Complete the following:
1. Quote from the snowblower forum thread, word for word, the part that opens with the words containing "The tires had" and closes with "(Feb 6, 2014)".
2. In the snowblower forum thread, how much of a cord pull did the engine need to start after sitting for three weeks in a barn in 10-degree weather?
──────── Source passage ────────
The tires had plenty of grip on packed snow and ice even while going up a pretty good slope on the driveway. I even took the machine thru the yard to cut a dog path with no issues regarding tire grip. This machine will also drive up snow piles 5' tall if your interested, again lots of grip from the tires.

As for the engine. Even though the machine had been sitting for three weeks and was in a barn in 10* weather this am it started right up on the first 1/2 pull of the cord. I haven't needed the electric start yet, I'll leave that for the wife.

The Hydro Pro 36" truly is a beast that is easy to operate, efficient, powerful, and a pleasure to operate. My thanks to Ariens!!!


----------



## RIT333 (Feb 6, 2014)

I never factor in the cost of gas when snowblowing. I do factor in the cost of a bad back or a heart attack. Plus, to run at half throttle to save some gas doesn't seem like a good investment time wise, plus I love to watch the rooster tail when running full throttle. Simple things amuse me !


----------



## JayzAuto1 (Jul 25, 2016)

There's more than That to consider with small air cooled engines..... Gas is just the CODB.

Those engines are Air-Cooled, Deigned to run at full throttle to get the maximum air flow - Cooling across the fins.

Most have no oil filter, or pressurized lubrication systems. They're Splash Lubricated... Again, more Lubrication at Fast Idle

And perhaps, more importantly, The drive system, Hydro's, are also designed to run most efficient at Fast idle, as they are 
also air cooled. Although I'm not familiar with the type of Hydro Pump they are using (I'm Sure it's Not the Priciest), 
Some pumps are RPM dependent.... More rpm=More pressure


GLuck, Jay


----------



## KevinJD325 (Oct 12, 2019)

It's a review! Did I say anything about gas mileage, the cost of gas, or any thing other than it will burn about 1/2 as much using the efficiency setting? Really guys.
──────── Stored data ────────
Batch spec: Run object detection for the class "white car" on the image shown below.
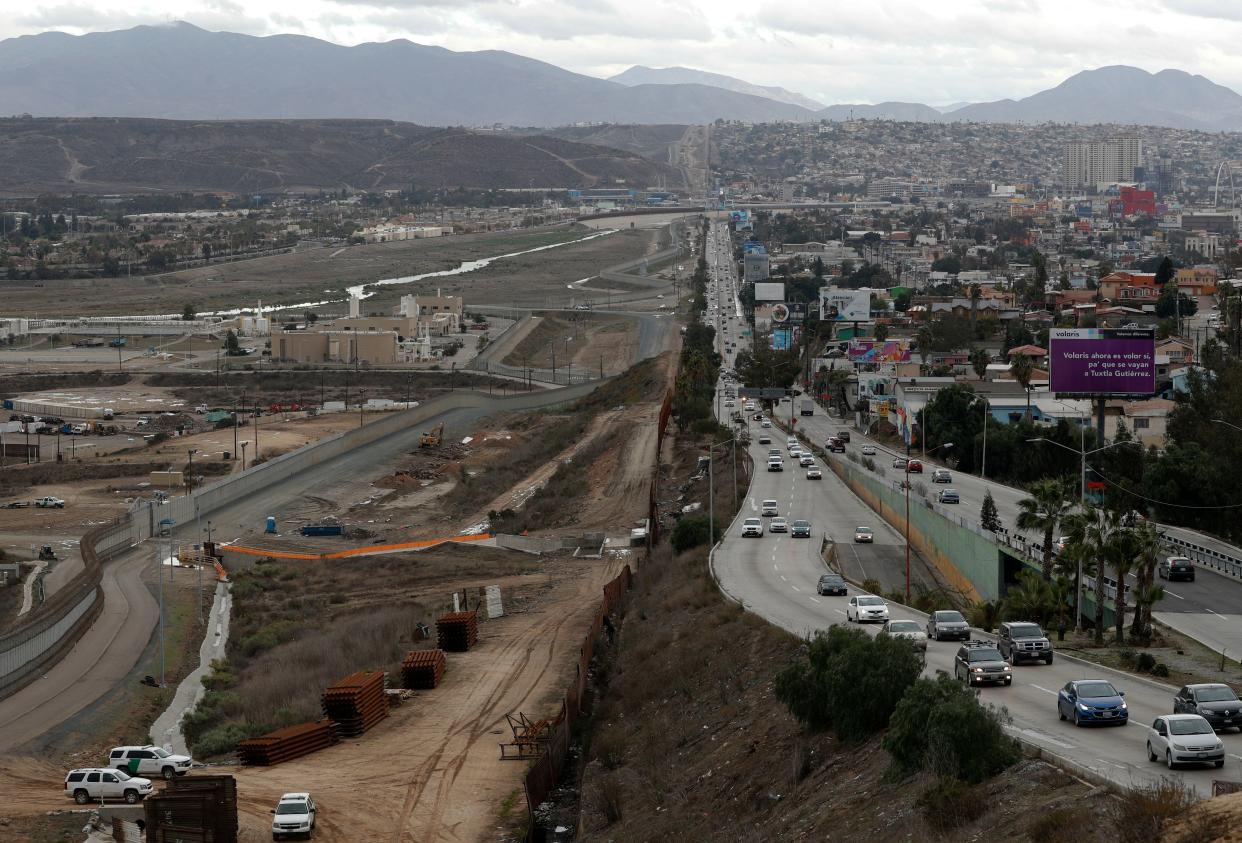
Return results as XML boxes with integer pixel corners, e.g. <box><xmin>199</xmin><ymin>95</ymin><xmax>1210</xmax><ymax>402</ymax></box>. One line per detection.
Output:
────────
The replies:
1.
The tires had plenty of grip on packed snow and ice even while going up a pretty good slope on the driveway. I even took the machine thru the yard to cut a dog path with no issues regarding tire grip. This machine will also drive up snow piles 5' tall if your interested, again lots of grip from the tires.

As for the engine. Even though the machine had been sitting for three weeks and was in a barn in 10* weather this am it started right up on the first 1/2 pull of the cord. I haven't needed the electric start yet, I'll leave that for the wife.

The Hydro Pro 36" truly is a beast that is easy to operate, efficient, powerful, and a pleasure to operate. My thanks to Ariens!!!


----------



## RIT333 (Feb 6, 2014)

2. It started on the first half pull of the cord.